Text extract:
#####

Determinants of choices in the experience condition

We split tasks depending on whether the rare event was sampled (i.e., shown on the screen) (a) never, (b) once, or (c) more than once and reran the logistic regression predicting choices of the option comprising this low-probability outcome (again, with the value of the low-probability outcome and EV-difference as predictors). We found significant underweighting of low-probability outcomes for trials in which the rare event was not sampled (odds-ratio = 0.97, z = −2.33, p = 0.02), but overweighting for trials in which it was sampled once (odds-ratio = 1.08, z = 5.50, p < 0.001) or several times (odds-ratio = 1.11, z = 7.44, p < 0.001). Overweighting of rare events thus increases with the number of times they are sampled as indicated by a significant Number of Samples × Value of the Low-Probability Outcome interaction (odds-ratio = 1.05, z = 5.21, p < 0.001). The description-experience “gap” hence reduces with increasing number of samples drawn and might heavily depend on the fact that, in typical studies, many individuals do not sample the rare event at all. Thus, the high overall number of samples drawn in the current study might contribute to the fact that no evidence for underweighting of small probabilities is implied by the choice patterns in the experience condition.

Comparing Models for Risky Choices in Experience – and Description-Based Decisions

Model specification

To investigate the underlying processes more closely we calculated the predictive power of different naïve implementations of evidence-accumulation models and compared them against several competitors. Thereby, all models were implemented in a stochastic manner using a logistic choice rule (details see below) in which the probability of choosing a gamble increases with the difference in value (V_diff) between gambles. The models only differ in the way in which values V for each gamble are calculated and therefore in V_diff.

As basic comparison standard, we used two models that relied on objective probabilities and outcomes or transformations of these. Specifically, we considered an expected value model (EV_objective), and an implementation of Cumulative Prospect Theory (CPT_objective) with the parameters from Tversky and Kahneman, 1992 (i.e., α = 0.88, Γ = 0.61, λ = 2.25; all outcomes positive).

For the experience condition, participants might simply choose the option with the higher average of outcomes that was sampled by pressing buttons. We calculated predictions from such sampling-based models, which rely on the sampled outcomes for each gamble (or subsets of them). The first implementation takes into account all samples (SampAver_All). Note that participants have no other information than the sampled outcomes. Given this information deficit (and ignoring opportunity costs), SampAver_All is the optimal strategy to maximize chances to win money in this paradigm. As mentioned in the introduction, sampling average models might also be implemented using the most recent samples only. To test these alternative implementations, two further models that average over the last 10 (SampAver_Rec10) or the last five samples (SampAver_Rec5) per decision were calculated. These sample sizes were used since estimated average samples for recency (and also other sampling-based) models in Erev et al., 2010, e.g., see Table 3C) were between 5 and 10 (but see Discussion for limitations of this approach). To test whether summing instead of averaging of outcomes can account better for the data, we also included a model assuming summation of all sampled outcomes (SampSum). Note that for all sampling-based models introduced in this section one sample refers to one sampled outcome, independently of how often individuals looked at them.

#####

Stored data:
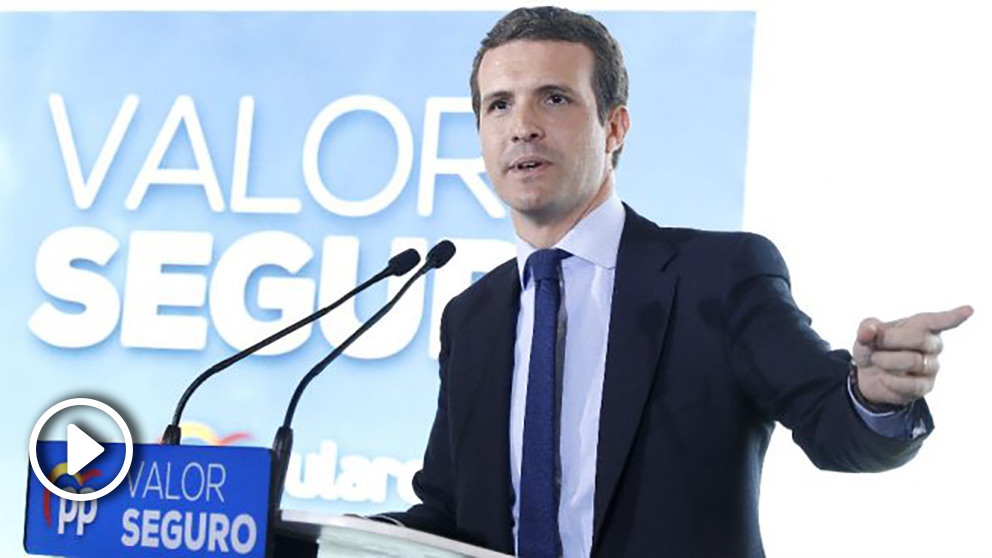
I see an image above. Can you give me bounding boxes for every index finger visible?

#####

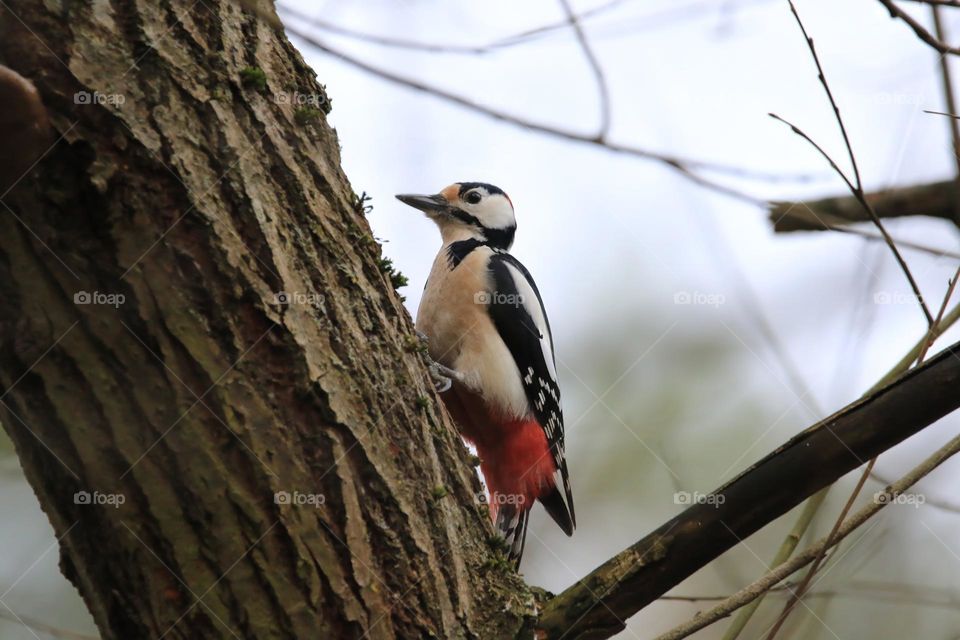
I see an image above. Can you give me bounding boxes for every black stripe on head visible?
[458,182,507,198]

#####

Task instructions:
Reproduce word for word the part of the risky-choice text starting with "Model specification" and going on through "therefore in V_diff.".

Solution to this exercise:
Model specification

To investigate the underlying processes more closely we calculated the predictive power of different naïve implementations of evidence-accumulation models and compared them against several competitors. Thereby, all models were implemented in a stochastic manner using a logistic choice rule (details see below) in which the probability of choosing a gamble increases with the difference in value (V_diff) between gambles. The models only differ in the way in which values V for each gamble are calculated and therefore in V_diff.